**WORK TO DO:** Print all the data, keeping every line exactly as it is.

## BEGIN

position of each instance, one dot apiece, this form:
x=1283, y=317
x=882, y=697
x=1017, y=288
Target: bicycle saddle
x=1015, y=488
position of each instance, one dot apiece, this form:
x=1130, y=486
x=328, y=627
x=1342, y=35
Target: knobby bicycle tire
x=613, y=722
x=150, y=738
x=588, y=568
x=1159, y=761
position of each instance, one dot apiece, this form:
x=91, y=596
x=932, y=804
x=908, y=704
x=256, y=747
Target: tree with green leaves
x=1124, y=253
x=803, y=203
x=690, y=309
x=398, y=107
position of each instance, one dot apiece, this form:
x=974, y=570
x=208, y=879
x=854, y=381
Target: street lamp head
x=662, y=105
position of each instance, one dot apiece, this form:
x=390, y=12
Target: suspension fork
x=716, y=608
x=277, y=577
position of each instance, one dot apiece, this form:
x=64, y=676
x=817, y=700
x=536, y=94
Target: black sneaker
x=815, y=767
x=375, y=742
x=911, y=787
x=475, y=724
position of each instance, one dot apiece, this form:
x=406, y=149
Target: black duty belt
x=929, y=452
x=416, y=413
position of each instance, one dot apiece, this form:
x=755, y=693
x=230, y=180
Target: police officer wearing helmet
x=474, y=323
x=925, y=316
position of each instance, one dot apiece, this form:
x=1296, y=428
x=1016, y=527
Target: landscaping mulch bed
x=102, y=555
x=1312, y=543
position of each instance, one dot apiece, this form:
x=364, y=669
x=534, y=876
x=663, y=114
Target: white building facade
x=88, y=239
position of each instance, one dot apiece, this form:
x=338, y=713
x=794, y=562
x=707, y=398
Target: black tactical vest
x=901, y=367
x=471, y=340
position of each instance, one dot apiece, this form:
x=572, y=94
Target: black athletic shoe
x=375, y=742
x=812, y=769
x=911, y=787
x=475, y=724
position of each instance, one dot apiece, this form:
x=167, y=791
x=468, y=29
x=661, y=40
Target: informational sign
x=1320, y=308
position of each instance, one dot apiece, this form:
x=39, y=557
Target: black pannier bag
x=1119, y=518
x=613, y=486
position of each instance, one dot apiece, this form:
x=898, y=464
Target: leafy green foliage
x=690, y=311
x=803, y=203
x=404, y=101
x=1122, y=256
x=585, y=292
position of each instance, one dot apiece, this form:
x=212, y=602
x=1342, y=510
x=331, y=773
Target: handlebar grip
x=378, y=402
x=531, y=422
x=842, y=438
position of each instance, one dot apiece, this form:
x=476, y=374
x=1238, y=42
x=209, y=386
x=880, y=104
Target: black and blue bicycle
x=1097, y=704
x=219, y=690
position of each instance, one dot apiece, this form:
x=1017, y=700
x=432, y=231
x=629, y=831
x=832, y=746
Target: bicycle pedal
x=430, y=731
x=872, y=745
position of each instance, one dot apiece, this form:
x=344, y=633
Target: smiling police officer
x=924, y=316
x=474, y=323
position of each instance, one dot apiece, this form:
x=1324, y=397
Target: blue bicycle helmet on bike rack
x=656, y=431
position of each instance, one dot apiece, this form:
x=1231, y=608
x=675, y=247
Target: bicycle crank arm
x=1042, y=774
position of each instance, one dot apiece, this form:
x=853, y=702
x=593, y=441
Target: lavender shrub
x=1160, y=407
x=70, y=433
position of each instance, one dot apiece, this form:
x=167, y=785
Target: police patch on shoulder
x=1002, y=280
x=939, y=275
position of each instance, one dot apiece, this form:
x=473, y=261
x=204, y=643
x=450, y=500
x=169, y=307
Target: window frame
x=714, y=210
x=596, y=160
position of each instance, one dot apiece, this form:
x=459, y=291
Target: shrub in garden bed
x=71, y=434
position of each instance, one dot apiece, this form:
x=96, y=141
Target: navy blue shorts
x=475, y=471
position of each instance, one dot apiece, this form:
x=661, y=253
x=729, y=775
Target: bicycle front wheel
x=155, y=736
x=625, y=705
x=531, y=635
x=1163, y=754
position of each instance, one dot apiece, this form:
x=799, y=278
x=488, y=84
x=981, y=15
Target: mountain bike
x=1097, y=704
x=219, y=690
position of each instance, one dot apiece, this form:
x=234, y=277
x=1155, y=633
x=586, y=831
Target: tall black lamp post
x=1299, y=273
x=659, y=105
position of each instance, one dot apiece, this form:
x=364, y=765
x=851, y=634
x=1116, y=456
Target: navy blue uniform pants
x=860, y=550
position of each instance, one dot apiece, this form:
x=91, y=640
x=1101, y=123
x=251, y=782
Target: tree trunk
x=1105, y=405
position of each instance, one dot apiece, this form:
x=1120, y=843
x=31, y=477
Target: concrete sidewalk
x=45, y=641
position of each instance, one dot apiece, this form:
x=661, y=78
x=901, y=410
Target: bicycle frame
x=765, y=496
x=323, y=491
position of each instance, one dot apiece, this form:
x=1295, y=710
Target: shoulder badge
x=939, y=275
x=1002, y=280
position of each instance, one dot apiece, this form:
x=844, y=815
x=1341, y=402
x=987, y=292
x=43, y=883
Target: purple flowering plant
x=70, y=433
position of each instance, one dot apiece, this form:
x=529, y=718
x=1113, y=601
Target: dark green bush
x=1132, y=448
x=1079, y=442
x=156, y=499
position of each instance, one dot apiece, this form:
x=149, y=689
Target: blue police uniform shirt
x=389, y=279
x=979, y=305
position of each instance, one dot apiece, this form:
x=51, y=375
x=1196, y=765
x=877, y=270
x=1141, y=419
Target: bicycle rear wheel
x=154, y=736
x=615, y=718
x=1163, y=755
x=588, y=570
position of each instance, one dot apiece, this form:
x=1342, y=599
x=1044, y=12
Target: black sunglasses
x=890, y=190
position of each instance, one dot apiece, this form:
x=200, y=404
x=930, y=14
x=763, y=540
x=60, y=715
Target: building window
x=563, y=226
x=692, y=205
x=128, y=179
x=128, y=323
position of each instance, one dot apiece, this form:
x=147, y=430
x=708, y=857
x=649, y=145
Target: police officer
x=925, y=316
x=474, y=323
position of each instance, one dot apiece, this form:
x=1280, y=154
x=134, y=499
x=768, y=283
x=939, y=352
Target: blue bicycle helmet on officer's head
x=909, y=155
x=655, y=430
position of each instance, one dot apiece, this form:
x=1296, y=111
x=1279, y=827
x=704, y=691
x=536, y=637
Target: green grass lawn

## END

**COMPLETE OUTPUT:**
position of each instance, one dot apiece, this form:
x=1283, y=317
x=882, y=697
x=1017, y=288
Target: bicycle saddle
x=1015, y=488
position of each instance, one dot apiece, this form:
x=1130, y=486
x=328, y=627
x=1342, y=35
Target: knobby bicycle tire
x=613, y=722
x=150, y=738
x=588, y=568
x=1159, y=761
position of each instance, one dot apiece, this form:
x=91, y=596
x=932, y=804
x=908, y=704
x=256, y=747
Target: tree with green leaves
x=1124, y=253
x=803, y=203
x=690, y=309
x=398, y=107
position of each instance, one dot apiece, this form:
x=974, y=570
x=208, y=879
x=854, y=381
Target: street lamp head
x=662, y=105
position of each instance, one dot apiece, this form:
x=390, y=12
Target: suspension fork
x=716, y=608
x=277, y=577
position of each instance, one dot apiece, this form:
x=64, y=676
x=817, y=700
x=536, y=94
Target: black sneaker
x=815, y=767
x=375, y=742
x=911, y=787
x=475, y=724
position of each instance, one dot apiece, this form:
x=406, y=149
Target: black duty belt
x=929, y=452
x=416, y=413
position of each instance, one dot apiece, this form:
x=755, y=693
x=230, y=180
Target: police officer wearing helmet
x=474, y=323
x=925, y=316
position of each instance, one dot apiece, this form:
x=1296, y=428
x=1016, y=527
Target: landscaping mulch bed
x=102, y=555
x=1312, y=543
position of each instance, one dot apiece, this form:
x=364, y=669
x=534, y=876
x=663, y=114
Target: white building facade
x=88, y=239
position of each instance, one dot apiece, this form:
x=338, y=713
x=794, y=562
x=707, y=398
Target: black tactical vest
x=901, y=367
x=471, y=340
position of each instance, one dot apiece, this form:
x=572, y=94
Target: black athletic shoe
x=375, y=742
x=812, y=769
x=911, y=787
x=475, y=724
position of each instance, one dot apiece, this form:
x=167, y=791
x=468, y=29
x=661, y=40
Target: informational sign
x=1320, y=308
position of each instance, one dot apiece, this form:
x=39, y=557
Target: black pannier bag
x=1119, y=518
x=613, y=486
position of each instance, one dot apiece, this form:
x=898, y=464
Target: leafy green foliage
x=690, y=311
x=803, y=203
x=404, y=101
x=1122, y=256
x=585, y=292
position of each instance, one dot apiece, this form:
x=212, y=602
x=1342, y=510
x=331, y=773
Target: handlebar grip
x=378, y=402
x=531, y=422
x=842, y=438
position of each instance, one dot apiece, this form:
x=476, y=374
x=1238, y=42
x=209, y=386
x=880, y=104
Target: black and blue bicycle
x=1097, y=704
x=219, y=690
position of each instance, one dot apiece, this form:
x=1017, y=700
x=432, y=231
x=629, y=831
x=832, y=746
Target: bicycle pedal
x=430, y=731
x=872, y=745
position of each instance, one dot apiece, this form:
x=344, y=633
Target: smiling police officer
x=924, y=316
x=474, y=323
position of each instance, one dot apiece, this form:
x=1324, y=397
Target: blue bicycle helmet on bike rack
x=656, y=431
position of each instance, one dot apiece, this form:
x=1231, y=608
x=675, y=247
Target: bicycle crank arm
x=1042, y=774
position of each instance, one dot apiece, this form:
x=853, y=702
x=593, y=441
Target: lavender shrub
x=1160, y=407
x=70, y=433
position of each instance, one dot apiece, this form:
x=167, y=785
Target: police patch on shoulder
x=1002, y=280
x=939, y=275
position of each instance, one dot apiece, this form:
x=473, y=261
x=204, y=643
x=450, y=500
x=169, y=307
Target: window frame
x=714, y=210
x=596, y=160
position of each instance, one dot apiece, this form:
x=459, y=291
Target: shrub in garden bed
x=71, y=434
position of each instance, one dot apiece, this form:
x=96, y=141
Target: navy blue shorts
x=475, y=471
position of each instance, one dot apiece, this form:
x=661, y=253
x=729, y=775
Target: bicycle front wheel
x=155, y=736
x=625, y=705
x=531, y=635
x=1163, y=754
position of each instance, one dot apiece, this form:
x=799, y=278
x=488, y=84
x=981, y=15
Target: mountain bike
x=1097, y=704
x=219, y=690
position of each instance, one dot apiece, this form:
x=234, y=277
x=1155, y=633
x=586, y=831
Target: tall black lamp post
x=1299, y=273
x=659, y=105
position of each instance, one dot apiece, this form:
x=364, y=765
x=851, y=634
x=1116, y=456
Target: navy blue uniform pants
x=860, y=550
position of each instance, one dot apiece, this form:
x=91, y=640
x=1101, y=123
x=251, y=782
Target: tree trunk
x=1105, y=405
position of each instance, one dot apiece, this form:
x=1120, y=843
x=31, y=477
Target: concrete sidewalk
x=45, y=641
position of each instance, one dot apiece, this form:
x=661, y=78
x=901, y=410
Target: bicycle frame
x=765, y=496
x=323, y=491
position of each instance, one dot apiece, this form:
x=1295, y=710
Target: shoulder badge
x=939, y=275
x=1002, y=280
position of each instance, one dot apiece, this form:
x=844, y=815
x=1341, y=402
x=987, y=292
x=43, y=883
Target: purple flowering plant
x=70, y=433
position of each instance, one dot apiece, this form:
x=529, y=718
x=1113, y=601
Target: dark green bush
x=1132, y=448
x=1079, y=442
x=156, y=499
position of each instance, one dot apiece, this form:
x=149, y=689
Target: blue police uniform shirt
x=389, y=279
x=979, y=305
position of each instance, one dot apiece, this form:
x=51, y=375
x=1196, y=765
x=877, y=270
x=1141, y=419
Target: bicycle rear wheel
x=154, y=736
x=615, y=718
x=1163, y=755
x=588, y=570
position of each instance, one dot apiece, this form:
x=1342, y=599
x=1044, y=12
Target: black sunglasses
x=890, y=190
position of each instance, one dot apiece, this form:
x=200, y=404
x=930, y=14
x=763, y=540
x=60, y=715
Target: building window
x=563, y=226
x=692, y=205
x=128, y=179
x=128, y=323
position of each instance, one dot apiece, this form:
x=147, y=430
x=708, y=857
x=649, y=145
Target: police officer
x=925, y=316
x=474, y=323
position of each instance, one dot apiece, this form:
x=1280, y=154
x=134, y=499
x=768, y=283
x=939, y=352
Target: blue bicycle helmet on officer's head
x=909, y=155
x=655, y=430
position of each instance, one dot apiece, this form:
x=1296, y=111
x=1279, y=827
x=704, y=691
x=536, y=637
Target: green grass lawn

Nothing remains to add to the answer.